→ **What is expected**: The required output is the line containing "the rock debris" through the final line of the material below, printed exactly, with no other lines.

Dataset records about object locations:

※ ※ ※

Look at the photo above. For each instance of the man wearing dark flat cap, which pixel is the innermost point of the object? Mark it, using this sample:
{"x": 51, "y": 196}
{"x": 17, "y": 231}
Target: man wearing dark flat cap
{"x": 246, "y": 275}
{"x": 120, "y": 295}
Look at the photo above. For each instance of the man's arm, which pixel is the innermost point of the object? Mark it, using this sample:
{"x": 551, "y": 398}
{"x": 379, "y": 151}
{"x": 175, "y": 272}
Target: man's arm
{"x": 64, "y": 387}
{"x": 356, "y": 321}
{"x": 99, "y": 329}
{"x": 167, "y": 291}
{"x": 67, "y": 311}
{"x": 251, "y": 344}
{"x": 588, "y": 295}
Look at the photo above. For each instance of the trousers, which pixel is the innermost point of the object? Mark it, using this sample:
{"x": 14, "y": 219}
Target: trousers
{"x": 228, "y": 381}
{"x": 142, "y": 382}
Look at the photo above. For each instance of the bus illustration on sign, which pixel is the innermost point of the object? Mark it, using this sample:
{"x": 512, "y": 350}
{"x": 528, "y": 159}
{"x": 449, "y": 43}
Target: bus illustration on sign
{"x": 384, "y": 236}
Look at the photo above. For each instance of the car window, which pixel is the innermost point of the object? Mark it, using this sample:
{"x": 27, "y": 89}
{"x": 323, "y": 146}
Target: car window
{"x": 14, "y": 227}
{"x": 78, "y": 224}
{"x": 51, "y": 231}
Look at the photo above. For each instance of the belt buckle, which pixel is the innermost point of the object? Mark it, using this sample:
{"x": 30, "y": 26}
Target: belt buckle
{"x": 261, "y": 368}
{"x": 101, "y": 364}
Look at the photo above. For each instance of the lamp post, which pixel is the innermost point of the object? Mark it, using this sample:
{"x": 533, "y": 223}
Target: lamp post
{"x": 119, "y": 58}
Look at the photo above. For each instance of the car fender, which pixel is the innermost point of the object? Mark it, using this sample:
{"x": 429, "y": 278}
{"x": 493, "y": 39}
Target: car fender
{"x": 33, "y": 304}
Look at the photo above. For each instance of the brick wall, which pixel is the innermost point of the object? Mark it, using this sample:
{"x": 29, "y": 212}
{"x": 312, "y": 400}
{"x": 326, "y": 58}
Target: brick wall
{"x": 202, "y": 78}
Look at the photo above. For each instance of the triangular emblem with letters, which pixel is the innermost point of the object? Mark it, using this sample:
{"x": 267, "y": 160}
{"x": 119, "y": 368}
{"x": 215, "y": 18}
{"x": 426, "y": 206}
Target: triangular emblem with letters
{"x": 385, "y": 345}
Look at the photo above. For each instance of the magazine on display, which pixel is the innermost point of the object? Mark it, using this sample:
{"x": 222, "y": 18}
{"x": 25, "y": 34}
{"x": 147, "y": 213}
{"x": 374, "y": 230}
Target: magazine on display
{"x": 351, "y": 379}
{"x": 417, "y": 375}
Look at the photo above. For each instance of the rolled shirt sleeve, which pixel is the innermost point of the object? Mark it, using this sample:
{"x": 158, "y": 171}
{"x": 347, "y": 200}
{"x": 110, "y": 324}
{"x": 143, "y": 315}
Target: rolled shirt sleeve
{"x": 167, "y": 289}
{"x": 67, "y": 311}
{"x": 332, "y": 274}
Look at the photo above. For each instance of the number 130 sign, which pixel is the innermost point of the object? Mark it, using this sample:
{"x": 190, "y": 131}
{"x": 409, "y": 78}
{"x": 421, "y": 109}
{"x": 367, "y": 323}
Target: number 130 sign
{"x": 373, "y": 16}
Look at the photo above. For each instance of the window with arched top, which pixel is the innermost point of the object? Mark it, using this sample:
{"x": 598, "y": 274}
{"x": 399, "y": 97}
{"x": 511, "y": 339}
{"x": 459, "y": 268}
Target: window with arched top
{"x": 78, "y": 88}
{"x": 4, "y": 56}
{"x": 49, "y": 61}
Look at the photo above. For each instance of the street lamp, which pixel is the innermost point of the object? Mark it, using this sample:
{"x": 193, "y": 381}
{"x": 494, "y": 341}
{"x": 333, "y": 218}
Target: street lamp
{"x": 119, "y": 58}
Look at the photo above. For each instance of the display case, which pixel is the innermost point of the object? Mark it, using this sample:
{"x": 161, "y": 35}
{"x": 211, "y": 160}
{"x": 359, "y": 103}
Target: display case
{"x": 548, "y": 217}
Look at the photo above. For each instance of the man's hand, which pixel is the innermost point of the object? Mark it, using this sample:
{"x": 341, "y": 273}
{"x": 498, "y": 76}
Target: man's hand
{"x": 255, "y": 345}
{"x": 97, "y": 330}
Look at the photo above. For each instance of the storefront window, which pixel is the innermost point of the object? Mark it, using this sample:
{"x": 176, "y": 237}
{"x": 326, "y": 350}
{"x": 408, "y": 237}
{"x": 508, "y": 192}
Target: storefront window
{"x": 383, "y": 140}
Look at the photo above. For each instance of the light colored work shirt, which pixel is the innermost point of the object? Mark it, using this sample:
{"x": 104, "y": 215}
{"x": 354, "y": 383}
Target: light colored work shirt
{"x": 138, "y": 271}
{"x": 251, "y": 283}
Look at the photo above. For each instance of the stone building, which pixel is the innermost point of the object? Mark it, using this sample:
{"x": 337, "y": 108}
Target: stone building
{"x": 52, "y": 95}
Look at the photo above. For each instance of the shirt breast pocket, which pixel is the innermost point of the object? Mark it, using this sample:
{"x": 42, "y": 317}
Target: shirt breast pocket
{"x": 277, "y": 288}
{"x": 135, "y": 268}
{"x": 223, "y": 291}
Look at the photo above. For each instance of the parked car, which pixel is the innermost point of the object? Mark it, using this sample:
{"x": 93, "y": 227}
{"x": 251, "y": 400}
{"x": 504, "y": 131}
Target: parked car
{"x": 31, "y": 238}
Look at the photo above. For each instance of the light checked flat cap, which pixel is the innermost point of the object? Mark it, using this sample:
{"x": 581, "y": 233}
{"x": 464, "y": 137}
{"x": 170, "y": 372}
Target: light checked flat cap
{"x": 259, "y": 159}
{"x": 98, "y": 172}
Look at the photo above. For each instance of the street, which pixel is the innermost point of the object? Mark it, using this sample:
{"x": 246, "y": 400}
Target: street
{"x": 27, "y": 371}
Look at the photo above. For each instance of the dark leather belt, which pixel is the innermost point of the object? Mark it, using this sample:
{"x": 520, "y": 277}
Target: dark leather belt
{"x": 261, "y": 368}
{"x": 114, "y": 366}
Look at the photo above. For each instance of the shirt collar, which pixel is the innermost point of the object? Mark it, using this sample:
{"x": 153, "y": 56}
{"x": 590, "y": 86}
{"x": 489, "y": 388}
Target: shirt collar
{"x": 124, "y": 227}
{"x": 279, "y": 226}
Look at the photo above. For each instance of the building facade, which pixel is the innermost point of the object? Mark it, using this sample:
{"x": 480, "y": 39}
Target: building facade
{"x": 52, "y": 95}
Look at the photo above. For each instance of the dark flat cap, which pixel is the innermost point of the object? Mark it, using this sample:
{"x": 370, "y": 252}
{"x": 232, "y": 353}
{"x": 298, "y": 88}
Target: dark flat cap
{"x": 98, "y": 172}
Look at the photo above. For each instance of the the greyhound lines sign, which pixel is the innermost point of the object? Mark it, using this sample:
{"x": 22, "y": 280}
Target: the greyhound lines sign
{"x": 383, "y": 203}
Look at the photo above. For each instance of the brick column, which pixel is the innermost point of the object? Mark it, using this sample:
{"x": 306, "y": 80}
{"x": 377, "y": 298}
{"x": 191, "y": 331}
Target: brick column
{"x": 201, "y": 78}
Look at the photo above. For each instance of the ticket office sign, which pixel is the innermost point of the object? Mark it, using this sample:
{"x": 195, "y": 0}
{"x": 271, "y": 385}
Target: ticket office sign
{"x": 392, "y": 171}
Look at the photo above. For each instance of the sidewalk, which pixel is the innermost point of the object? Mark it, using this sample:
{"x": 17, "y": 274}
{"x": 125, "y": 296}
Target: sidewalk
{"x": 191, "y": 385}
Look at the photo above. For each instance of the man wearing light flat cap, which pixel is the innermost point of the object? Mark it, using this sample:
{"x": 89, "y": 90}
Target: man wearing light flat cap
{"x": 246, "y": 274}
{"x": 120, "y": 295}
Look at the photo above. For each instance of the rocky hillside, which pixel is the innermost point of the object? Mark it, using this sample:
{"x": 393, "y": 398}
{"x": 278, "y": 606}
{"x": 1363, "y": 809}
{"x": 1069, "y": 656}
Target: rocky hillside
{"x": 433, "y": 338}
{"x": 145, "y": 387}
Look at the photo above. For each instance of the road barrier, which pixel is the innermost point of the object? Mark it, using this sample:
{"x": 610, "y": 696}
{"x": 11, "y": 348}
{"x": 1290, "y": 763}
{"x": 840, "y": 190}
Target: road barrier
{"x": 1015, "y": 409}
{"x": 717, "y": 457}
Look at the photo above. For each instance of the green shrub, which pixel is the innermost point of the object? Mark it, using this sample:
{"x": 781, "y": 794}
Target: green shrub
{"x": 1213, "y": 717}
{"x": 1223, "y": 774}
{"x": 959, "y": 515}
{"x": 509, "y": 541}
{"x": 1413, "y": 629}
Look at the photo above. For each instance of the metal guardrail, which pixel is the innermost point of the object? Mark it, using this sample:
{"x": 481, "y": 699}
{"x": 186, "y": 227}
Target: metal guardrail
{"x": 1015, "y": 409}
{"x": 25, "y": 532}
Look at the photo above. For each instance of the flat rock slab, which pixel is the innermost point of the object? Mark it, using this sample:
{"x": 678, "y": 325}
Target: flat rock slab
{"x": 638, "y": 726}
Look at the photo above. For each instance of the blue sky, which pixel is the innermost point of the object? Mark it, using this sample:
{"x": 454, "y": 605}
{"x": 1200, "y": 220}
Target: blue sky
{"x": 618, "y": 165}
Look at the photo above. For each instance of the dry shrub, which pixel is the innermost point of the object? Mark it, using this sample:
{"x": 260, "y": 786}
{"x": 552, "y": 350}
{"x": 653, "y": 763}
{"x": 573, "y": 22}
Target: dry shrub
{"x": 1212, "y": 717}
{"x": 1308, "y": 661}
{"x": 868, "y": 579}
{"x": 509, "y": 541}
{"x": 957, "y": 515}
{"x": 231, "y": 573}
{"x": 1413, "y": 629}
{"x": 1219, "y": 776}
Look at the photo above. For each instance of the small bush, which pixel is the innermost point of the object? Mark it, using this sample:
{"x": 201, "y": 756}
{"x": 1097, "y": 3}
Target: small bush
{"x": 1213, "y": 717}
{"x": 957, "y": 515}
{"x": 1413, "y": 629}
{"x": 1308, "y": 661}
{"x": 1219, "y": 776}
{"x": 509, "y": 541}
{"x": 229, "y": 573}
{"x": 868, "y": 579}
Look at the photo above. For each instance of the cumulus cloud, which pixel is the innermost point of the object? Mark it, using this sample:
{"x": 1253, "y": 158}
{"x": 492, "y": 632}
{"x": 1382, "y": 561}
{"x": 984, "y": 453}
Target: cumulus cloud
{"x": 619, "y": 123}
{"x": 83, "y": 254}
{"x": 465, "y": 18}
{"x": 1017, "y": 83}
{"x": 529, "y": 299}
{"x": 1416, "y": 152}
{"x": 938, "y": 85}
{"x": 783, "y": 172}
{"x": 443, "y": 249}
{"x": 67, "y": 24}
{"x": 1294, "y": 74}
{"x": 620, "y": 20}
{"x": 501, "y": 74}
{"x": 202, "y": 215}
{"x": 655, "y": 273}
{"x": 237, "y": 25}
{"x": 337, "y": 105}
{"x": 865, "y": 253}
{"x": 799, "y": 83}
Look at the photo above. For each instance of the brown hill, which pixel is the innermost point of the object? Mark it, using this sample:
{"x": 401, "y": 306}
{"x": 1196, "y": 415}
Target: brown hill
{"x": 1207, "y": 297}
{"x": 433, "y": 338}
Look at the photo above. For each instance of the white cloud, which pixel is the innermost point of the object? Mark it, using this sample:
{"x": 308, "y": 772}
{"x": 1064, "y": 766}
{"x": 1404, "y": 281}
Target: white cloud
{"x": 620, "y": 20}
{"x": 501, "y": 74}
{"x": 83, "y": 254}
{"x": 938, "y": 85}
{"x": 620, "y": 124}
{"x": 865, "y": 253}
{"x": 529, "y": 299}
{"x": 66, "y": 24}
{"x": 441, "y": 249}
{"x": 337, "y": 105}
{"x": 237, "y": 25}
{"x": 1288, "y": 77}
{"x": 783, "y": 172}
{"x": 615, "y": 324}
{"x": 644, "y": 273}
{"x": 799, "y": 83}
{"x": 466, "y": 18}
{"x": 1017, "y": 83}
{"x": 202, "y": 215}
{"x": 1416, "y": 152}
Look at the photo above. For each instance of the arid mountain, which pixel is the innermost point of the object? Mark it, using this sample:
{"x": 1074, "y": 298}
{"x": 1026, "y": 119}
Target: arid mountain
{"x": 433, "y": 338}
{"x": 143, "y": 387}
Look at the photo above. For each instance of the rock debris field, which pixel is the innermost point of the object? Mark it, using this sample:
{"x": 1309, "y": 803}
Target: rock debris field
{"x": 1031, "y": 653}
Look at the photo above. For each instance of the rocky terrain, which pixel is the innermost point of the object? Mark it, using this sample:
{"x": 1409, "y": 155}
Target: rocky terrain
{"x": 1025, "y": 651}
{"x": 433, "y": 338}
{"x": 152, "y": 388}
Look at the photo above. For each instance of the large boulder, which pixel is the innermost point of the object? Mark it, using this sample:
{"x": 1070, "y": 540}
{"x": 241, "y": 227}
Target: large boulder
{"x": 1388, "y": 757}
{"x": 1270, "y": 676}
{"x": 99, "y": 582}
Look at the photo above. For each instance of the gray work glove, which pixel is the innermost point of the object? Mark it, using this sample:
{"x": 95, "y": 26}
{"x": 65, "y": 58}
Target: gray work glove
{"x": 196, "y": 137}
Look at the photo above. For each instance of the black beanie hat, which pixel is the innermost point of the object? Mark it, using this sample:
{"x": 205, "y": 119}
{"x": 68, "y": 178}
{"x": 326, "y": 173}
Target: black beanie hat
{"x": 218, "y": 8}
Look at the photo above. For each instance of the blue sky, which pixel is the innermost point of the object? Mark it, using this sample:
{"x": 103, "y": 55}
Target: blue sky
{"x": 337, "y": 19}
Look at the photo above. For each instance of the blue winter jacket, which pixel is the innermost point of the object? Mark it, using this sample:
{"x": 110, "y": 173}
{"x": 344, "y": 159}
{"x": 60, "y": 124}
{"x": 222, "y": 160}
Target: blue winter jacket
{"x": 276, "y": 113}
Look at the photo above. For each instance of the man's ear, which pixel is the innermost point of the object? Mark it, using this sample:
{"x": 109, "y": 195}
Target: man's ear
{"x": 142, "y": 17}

※ ※ ※

→ **Solution below**:
Look at the photo above. For each instance of the rock debris field, which pixel is the innermost point of the object? Mark it, using this sample:
{"x": 1309, "y": 803}
Target: rock debris field
{"x": 1031, "y": 653}
Look at the photo above. For each instance of the rocky terrain, which pixel is the innermost point of the object? Mark it, using this sample:
{"x": 1409, "y": 155}
Target: rocky terrain
{"x": 1025, "y": 651}
{"x": 433, "y": 338}
{"x": 152, "y": 388}
Look at the photo above. For each instance of the large boulder, which pixel is the innermost point of the object? Mark it, using this sample:
{"x": 1070, "y": 540}
{"x": 241, "y": 227}
Target: large boulder
{"x": 1388, "y": 757}
{"x": 1270, "y": 676}
{"x": 99, "y": 582}
Look at the photo above. For each instance of the gray work glove, which pixel is the innermost point of the object? Mark it, using this sample:
{"x": 95, "y": 26}
{"x": 65, "y": 58}
Target: gray work glove
{"x": 196, "y": 137}
Look at the photo above. For each instance of the black beanie hat, which pixel is the innermost point of the object? Mark it, using this sample:
{"x": 205, "y": 119}
{"x": 68, "y": 178}
{"x": 326, "y": 173}
Target: black beanie hat
{"x": 218, "y": 8}
Look at the photo above. For each instance of the blue sky, which pixel is the innermost point of the object? Mark it, using this sample:
{"x": 103, "y": 55}
Target: blue sky
{"x": 337, "y": 19}
Look at the photo above. For each instance of the blue winter jacket, which pixel is the innermost point of the object? Mark it, using this sample:
{"x": 110, "y": 173}
{"x": 344, "y": 159}
{"x": 60, "y": 124}
{"x": 222, "y": 160}
Target: blue winter jacket
{"x": 276, "y": 113}
Look at the photo above. For each instance of the man's ear, which pixel is the innermost point of the object? Mark it, using this sample:
{"x": 109, "y": 195}
Target: man's ear
{"x": 142, "y": 17}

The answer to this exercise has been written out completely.